State how many lines of the data below contain the string "then", treating uppercase and lowercase as different, and give only the number.

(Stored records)
■ ■ ■ ■

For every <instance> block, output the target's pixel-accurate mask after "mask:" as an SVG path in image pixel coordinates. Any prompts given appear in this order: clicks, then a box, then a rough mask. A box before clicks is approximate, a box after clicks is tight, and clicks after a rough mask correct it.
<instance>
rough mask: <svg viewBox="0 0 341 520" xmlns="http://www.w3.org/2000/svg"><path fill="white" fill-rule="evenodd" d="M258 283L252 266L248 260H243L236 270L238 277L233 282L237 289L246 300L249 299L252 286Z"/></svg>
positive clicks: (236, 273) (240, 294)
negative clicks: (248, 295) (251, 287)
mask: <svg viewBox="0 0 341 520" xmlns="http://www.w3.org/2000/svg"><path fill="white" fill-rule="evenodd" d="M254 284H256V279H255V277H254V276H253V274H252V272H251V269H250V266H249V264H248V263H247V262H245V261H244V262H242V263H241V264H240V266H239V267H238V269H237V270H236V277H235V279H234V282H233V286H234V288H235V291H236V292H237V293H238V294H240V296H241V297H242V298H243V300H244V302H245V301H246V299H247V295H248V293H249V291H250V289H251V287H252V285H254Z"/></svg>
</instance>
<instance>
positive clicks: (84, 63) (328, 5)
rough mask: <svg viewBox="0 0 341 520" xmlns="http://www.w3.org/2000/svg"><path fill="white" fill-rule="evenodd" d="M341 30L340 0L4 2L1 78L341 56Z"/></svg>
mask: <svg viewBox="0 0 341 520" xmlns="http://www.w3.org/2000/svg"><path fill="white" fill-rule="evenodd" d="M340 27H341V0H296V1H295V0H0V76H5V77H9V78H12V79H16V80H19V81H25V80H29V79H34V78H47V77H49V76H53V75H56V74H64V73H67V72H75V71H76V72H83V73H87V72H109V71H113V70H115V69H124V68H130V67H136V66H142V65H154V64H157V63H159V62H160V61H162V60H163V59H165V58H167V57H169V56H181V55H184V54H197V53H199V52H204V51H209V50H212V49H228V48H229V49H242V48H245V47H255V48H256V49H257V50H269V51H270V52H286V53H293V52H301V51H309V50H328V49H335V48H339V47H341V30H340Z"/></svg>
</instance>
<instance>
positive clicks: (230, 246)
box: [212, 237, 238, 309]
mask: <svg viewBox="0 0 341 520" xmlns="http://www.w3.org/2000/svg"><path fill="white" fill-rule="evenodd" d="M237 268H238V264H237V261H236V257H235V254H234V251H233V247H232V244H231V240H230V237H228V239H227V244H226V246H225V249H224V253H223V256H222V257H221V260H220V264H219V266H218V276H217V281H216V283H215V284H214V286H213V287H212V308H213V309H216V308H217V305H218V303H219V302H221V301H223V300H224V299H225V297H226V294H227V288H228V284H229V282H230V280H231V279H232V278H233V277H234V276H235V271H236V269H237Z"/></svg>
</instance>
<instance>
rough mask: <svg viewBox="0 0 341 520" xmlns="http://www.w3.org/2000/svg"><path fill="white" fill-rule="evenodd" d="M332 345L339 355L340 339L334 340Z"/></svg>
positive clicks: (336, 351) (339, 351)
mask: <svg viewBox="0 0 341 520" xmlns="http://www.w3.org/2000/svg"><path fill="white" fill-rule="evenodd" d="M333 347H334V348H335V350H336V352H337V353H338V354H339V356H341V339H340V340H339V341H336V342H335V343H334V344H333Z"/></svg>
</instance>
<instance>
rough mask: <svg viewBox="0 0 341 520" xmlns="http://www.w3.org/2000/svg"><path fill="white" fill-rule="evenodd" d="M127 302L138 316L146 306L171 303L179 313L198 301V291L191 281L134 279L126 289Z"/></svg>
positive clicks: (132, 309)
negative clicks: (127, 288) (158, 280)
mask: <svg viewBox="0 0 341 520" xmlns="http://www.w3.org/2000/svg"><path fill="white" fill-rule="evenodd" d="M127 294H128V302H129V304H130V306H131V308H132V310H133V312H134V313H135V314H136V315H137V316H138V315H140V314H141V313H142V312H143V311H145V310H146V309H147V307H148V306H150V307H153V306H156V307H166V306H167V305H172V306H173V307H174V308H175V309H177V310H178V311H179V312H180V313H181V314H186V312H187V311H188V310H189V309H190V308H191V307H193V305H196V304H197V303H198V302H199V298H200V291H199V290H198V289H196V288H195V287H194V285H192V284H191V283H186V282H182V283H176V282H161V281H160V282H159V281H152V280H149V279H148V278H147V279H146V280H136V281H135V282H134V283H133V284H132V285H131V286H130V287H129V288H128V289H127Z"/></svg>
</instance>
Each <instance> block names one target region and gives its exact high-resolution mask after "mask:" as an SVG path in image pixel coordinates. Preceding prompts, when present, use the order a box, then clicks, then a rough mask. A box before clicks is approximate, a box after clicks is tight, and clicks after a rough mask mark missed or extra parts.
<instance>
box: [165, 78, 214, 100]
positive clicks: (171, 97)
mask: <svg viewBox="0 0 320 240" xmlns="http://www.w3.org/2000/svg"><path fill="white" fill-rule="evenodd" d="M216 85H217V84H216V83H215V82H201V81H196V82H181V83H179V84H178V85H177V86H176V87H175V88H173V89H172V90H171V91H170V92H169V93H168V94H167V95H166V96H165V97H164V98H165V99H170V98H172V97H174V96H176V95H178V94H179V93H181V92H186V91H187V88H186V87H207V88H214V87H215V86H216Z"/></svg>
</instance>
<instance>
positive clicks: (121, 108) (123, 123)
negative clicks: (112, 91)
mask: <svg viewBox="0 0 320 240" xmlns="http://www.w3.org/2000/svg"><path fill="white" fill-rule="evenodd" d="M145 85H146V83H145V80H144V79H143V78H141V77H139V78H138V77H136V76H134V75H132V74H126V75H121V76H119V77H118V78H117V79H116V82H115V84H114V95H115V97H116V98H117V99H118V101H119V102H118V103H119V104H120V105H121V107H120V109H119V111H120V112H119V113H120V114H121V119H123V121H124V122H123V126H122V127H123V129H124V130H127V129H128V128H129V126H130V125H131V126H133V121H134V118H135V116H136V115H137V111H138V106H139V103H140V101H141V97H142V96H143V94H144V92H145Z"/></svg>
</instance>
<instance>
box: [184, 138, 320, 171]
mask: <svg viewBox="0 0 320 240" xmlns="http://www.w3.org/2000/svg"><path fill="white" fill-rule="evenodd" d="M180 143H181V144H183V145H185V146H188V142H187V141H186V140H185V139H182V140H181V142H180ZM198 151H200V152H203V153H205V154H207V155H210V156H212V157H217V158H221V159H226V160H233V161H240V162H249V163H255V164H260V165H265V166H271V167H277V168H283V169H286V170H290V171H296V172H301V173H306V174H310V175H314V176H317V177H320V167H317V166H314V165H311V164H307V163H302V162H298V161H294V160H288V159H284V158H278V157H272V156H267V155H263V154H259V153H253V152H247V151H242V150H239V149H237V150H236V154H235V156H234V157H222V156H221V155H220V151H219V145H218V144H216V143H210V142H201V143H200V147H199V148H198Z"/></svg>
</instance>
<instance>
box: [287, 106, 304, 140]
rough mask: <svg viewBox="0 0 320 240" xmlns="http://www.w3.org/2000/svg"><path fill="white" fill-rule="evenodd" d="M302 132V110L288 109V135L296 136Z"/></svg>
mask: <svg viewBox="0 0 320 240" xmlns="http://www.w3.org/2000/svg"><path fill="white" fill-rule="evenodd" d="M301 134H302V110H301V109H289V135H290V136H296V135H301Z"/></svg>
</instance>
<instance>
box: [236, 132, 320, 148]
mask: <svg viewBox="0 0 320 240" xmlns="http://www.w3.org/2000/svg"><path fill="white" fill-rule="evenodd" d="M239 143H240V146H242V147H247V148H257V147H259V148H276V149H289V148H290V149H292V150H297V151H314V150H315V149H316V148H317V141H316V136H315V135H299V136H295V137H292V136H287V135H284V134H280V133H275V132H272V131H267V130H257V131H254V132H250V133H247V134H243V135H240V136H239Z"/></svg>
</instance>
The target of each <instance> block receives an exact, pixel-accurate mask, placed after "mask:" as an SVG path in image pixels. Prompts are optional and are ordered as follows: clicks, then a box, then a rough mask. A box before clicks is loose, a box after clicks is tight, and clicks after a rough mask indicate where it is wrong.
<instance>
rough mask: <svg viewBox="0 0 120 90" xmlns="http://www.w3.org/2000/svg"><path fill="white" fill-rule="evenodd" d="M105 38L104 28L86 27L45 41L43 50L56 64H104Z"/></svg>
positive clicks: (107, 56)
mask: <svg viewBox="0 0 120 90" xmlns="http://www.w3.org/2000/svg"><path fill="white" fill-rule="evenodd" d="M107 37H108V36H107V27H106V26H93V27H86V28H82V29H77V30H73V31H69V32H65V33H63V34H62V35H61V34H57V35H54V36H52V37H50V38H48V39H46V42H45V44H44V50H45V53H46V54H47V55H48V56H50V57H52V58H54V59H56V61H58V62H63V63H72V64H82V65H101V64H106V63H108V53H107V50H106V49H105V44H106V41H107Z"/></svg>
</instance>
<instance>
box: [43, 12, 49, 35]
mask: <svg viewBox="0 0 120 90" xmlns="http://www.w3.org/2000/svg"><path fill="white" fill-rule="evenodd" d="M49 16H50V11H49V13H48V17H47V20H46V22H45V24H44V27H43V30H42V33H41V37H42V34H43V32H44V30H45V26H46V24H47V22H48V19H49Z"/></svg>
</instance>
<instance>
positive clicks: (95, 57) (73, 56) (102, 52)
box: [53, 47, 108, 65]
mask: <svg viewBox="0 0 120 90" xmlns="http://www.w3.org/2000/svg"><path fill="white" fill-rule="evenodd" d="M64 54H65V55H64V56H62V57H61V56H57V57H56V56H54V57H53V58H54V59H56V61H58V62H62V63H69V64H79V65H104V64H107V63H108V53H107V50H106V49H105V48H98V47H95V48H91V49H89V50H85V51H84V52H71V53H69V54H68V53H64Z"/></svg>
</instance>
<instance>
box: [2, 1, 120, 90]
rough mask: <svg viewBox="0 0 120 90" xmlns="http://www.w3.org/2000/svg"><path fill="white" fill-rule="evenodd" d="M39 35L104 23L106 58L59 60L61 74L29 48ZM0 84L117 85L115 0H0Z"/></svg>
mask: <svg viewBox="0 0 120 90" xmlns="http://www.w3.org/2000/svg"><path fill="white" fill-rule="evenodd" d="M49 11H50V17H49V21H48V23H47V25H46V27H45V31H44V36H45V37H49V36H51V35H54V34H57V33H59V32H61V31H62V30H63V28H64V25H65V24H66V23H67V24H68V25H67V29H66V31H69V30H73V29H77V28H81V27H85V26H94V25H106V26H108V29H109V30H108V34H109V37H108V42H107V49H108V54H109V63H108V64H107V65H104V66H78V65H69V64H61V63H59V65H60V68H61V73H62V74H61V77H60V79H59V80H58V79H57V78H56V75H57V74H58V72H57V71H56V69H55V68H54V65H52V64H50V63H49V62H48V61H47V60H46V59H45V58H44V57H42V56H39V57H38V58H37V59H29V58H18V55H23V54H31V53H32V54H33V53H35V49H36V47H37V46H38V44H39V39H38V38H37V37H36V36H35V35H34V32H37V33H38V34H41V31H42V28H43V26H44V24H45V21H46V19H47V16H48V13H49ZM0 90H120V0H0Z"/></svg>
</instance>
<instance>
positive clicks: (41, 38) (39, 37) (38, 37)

■ ■ ■ ■

## Response area:
3